DATA SHOWN —
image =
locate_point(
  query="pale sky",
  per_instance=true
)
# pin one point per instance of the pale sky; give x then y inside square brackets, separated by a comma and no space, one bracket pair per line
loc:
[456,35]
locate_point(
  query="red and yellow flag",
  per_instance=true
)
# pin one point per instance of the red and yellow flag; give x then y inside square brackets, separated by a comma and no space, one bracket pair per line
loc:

YOUR INSTRUCTIONS — Take from the listing above each line that contains the string "brackets".

RESPONSE FOR THIS EXERCISE —
# pin one point per instance of the pale sky; give x then y inside square brackets, separated by a comma and no space, one bracket pair per line
# pin one point per instance of the red and yellow flag; give x then y inside square brackets, separated by a comma and no space, one bracket pair per line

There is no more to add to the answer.